[Task objective]: Find the word "wheel" below. Copy each line that has it.

[Data for this exercise]:

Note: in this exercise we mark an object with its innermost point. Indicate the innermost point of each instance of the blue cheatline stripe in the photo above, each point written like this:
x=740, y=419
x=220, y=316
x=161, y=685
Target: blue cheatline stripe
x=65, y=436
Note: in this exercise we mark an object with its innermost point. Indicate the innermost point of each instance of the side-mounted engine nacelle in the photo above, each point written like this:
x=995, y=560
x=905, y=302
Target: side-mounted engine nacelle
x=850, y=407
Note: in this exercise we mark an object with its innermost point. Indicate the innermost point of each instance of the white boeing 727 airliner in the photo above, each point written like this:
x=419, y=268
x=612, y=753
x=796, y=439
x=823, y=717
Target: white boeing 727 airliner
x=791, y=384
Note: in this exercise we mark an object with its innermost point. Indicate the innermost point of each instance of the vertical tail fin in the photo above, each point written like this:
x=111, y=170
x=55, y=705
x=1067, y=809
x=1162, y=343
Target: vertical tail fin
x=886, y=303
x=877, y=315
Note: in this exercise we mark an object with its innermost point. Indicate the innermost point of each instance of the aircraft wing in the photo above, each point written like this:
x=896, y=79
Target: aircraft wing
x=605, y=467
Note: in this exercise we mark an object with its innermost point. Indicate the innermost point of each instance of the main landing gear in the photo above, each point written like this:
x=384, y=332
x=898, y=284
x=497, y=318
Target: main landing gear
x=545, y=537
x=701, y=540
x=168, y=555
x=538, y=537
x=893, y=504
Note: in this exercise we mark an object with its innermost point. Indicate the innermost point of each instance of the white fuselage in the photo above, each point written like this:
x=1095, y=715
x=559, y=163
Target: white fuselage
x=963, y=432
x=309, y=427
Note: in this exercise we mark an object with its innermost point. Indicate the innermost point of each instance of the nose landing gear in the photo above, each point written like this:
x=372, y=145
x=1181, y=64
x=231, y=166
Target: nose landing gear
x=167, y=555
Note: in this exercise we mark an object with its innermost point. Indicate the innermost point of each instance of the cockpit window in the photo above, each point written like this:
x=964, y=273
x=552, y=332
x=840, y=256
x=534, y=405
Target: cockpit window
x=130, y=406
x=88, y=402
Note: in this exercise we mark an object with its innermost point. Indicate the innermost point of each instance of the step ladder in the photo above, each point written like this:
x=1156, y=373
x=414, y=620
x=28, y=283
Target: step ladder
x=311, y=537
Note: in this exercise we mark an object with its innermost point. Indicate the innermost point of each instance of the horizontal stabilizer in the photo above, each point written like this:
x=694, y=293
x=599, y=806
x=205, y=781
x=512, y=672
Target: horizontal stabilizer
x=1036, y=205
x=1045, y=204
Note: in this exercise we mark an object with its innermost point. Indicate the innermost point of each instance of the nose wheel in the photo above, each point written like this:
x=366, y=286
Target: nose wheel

[Result for this exercise]:
Note: in this exercise we mark an object with its innermost point. Indicate the innermost point of each instance of the nose wheel in the photo above, each point written like this:
Target: nose wheel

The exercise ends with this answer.